Write out, character for character, the line containing "Outline every instance" and all lines after it up to the end of the listing.

▶ _Records from a data source_

★ ★ ★ ★ ★ ★ ★

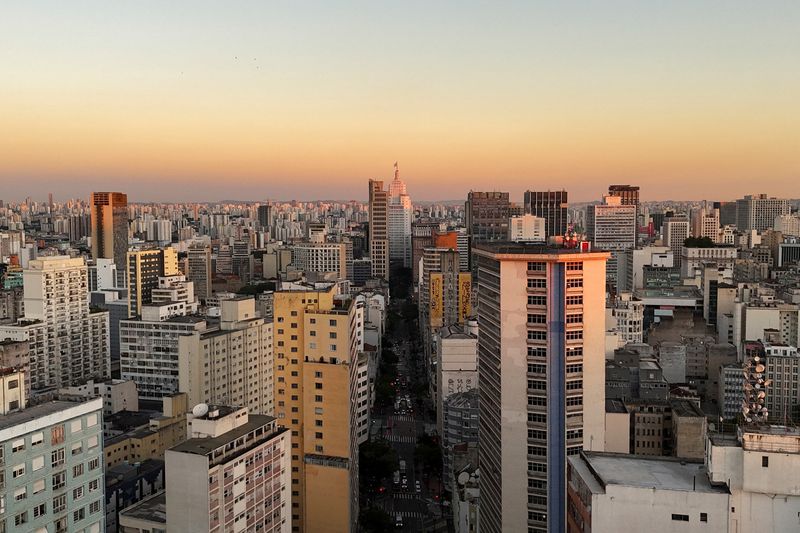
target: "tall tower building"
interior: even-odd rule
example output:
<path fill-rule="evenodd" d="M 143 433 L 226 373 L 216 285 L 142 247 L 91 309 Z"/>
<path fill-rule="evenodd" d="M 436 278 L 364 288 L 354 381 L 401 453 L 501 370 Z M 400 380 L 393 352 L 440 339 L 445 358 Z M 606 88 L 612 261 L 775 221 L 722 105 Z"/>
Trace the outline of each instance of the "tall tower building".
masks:
<path fill-rule="evenodd" d="M 766 194 L 747 195 L 736 200 L 736 229 L 764 231 L 772 227 L 775 217 L 790 213 L 789 200 L 769 198 Z"/>
<path fill-rule="evenodd" d="M 636 247 L 636 206 L 624 205 L 619 196 L 604 196 L 602 204 L 586 209 L 586 235 L 592 246 L 611 252 L 606 279 L 618 286 L 619 256 Z"/>
<path fill-rule="evenodd" d="M 389 279 L 389 193 L 369 180 L 369 255 L 372 277 Z"/>
<path fill-rule="evenodd" d="M 397 163 L 394 180 L 389 184 L 389 261 L 411 267 L 411 222 L 414 209 L 406 184 L 400 179 Z"/>
<path fill-rule="evenodd" d="M 93 192 L 92 258 L 113 259 L 117 272 L 125 272 L 128 253 L 128 195 L 121 192 Z"/>
<path fill-rule="evenodd" d="M 525 191 L 525 213 L 545 220 L 547 237 L 567 232 L 567 191 Z"/>
<path fill-rule="evenodd" d="M 465 215 L 470 242 L 503 241 L 508 238 L 511 202 L 507 192 L 470 191 Z"/>
<path fill-rule="evenodd" d="M 686 215 L 670 215 L 664 217 L 661 225 L 664 246 L 672 249 L 675 266 L 680 266 L 683 255 L 683 243 L 689 238 L 689 217 Z"/>
<path fill-rule="evenodd" d="M 25 317 L 0 326 L 0 339 L 29 342 L 31 388 L 109 377 L 109 316 L 89 309 L 83 258 L 32 259 L 22 276 Z"/>
<path fill-rule="evenodd" d="M 292 431 L 299 531 L 355 531 L 358 516 L 358 309 L 336 287 L 283 284 L 274 298 L 275 416 Z"/>
<path fill-rule="evenodd" d="M 480 530 L 563 532 L 567 456 L 603 449 L 609 254 L 510 243 L 473 254 Z"/>
<path fill-rule="evenodd" d="M 128 252 L 125 272 L 128 280 L 128 316 L 133 317 L 142 313 L 142 305 L 152 303 L 158 278 L 180 274 L 178 253 L 172 247 Z"/>
<path fill-rule="evenodd" d="M 193 244 L 187 254 L 186 279 L 194 283 L 194 293 L 201 302 L 211 296 L 211 246 Z"/>

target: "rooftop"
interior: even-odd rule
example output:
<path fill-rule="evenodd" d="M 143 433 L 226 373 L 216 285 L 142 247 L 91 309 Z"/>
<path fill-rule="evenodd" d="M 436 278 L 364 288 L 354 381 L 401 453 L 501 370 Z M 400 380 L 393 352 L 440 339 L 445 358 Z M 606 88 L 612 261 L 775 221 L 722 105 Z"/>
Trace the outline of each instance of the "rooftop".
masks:
<path fill-rule="evenodd" d="M 583 452 L 582 458 L 603 487 L 622 485 L 686 492 L 728 492 L 725 487 L 709 483 L 707 470 L 702 463 L 690 463 L 672 457 L 605 452 Z"/>
<path fill-rule="evenodd" d="M 274 420 L 276 419 L 271 416 L 249 415 L 248 422 L 246 424 L 242 424 L 241 426 L 234 428 L 227 433 L 223 433 L 219 437 L 189 439 L 173 446 L 170 448 L 170 450 L 180 453 L 192 453 L 195 455 L 209 455 L 217 448 L 221 448 L 229 442 L 233 442 L 239 437 L 247 435 L 251 431 L 270 425 Z"/>
<path fill-rule="evenodd" d="M 162 490 L 149 498 L 145 498 L 121 511 L 120 516 L 130 516 L 137 520 L 166 524 L 167 493 Z"/>

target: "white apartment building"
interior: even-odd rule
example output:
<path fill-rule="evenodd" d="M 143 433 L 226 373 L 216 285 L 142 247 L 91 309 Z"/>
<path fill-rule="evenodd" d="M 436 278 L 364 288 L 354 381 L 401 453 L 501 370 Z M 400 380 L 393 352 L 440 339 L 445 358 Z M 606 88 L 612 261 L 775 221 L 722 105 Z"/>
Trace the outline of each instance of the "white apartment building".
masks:
<path fill-rule="evenodd" d="M 546 242 L 545 219 L 535 215 L 520 215 L 508 220 L 508 240 L 514 242 Z"/>
<path fill-rule="evenodd" d="M 600 205 L 586 210 L 586 237 L 598 250 L 608 250 L 606 279 L 619 286 L 619 256 L 636 246 L 636 205 L 623 205 L 620 196 L 604 196 Z"/>
<path fill-rule="evenodd" d="M 482 243 L 473 256 L 480 531 L 565 531 L 567 457 L 605 440 L 609 254 Z"/>
<path fill-rule="evenodd" d="M 440 329 L 436 342 L 436 427 L 444 434 L 444 401 L 478 388 L 478 323 Z"/>
<path fill-rule="evenodd" d="M 335 272 L 347 279 L 347 247 L 338 242 L 307 242 L 292 246 L 292 264 L 304 272 Z"/>
<path fill-rule="evenodd" d="M 89 309 L 82 258 L 32 259 L 23 271 L 25 316 L 0 326 L 0 340 L 27 341 L 31 388 L 63 387 L 110 376 L 108 312 Z"/>
<path fill-rule="evenodd" d="M 689 219 L 686 215 L 664 217 L 661 236 L 664 246 L 672 250 L 675 266 L 680 266 L 683 243 L 689 238 Z"/>
<path fill-rule="evenodd" d="M 189 404 L 219 403 L 274 412 L 273 324 L 253 298 L 220 302 L 219 327 L 178 337 L 179 390 Z"/>

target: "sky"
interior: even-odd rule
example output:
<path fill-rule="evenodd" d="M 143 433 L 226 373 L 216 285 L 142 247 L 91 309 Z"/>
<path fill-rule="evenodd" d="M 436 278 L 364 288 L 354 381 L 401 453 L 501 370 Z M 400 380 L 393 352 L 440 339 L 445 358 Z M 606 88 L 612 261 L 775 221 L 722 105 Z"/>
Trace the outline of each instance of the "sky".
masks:
<path fill-rule="evenodd" d="M 800 2 L 15 1 L 0 198 L 800 197 Z"/>

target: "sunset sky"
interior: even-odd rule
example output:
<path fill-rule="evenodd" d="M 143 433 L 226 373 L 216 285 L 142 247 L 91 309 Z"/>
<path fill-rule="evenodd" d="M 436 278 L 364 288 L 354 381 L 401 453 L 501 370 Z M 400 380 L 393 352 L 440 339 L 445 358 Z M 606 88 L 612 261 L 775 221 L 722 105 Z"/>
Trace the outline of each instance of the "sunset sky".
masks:
<path fill-rule="evenodd" d="M 800 2 L 8 2 L 0 198 L 800 197 Z"/>

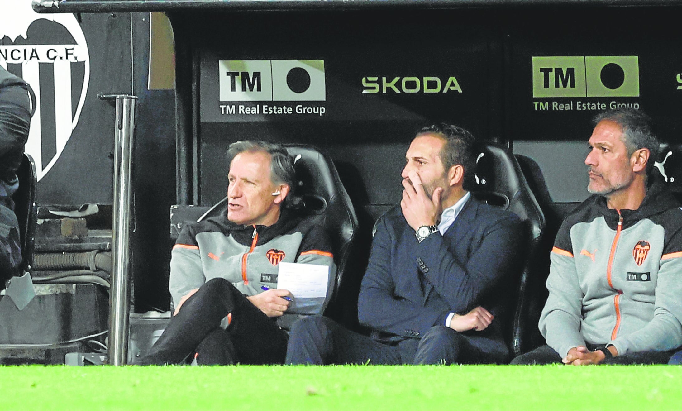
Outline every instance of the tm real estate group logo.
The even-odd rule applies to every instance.
[[[639,108],[637,56],[552,56],[533,57],[536,111]],[[623,99],[623,97],[626,97]]]
[[[323,116],[324,60],[219,60],[221,115]],[[265,102],[267,102],[267,103]]]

★ ★ ★ ★ ★ ★ ★

▶ _Exercise answer_
Outline every instance of the tm real estate group logo.
The even-odd rule applies to every instance.
[[[639,108],[637,56],[552,56],[533,57],[536,111]],[[623,99],[623,97],[626,97]]]
[[[323,116],[324,60],[219,60],[221,115]],[[265,102],[267,102],[267,103]]]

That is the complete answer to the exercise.